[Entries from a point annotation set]
________________________________________

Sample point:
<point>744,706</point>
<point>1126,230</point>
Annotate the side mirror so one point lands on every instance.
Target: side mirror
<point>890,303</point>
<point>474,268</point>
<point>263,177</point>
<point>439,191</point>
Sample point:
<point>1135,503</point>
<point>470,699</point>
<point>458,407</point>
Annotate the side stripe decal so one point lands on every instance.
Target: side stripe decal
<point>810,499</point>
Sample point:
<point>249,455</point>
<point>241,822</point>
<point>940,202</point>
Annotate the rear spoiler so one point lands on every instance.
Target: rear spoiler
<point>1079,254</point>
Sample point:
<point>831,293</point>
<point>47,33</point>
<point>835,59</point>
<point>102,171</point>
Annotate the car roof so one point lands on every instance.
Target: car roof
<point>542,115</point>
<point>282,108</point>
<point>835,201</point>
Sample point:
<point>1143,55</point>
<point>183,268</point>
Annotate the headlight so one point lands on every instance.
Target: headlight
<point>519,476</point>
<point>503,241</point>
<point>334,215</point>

________________________________________

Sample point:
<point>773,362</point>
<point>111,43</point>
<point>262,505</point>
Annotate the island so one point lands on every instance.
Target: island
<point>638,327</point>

________________________________________

> **Set problem**: State how many lines in the items above contain the string "stripe", counting only matches in the same case, and reply with the number alone.

> **Task output**: 2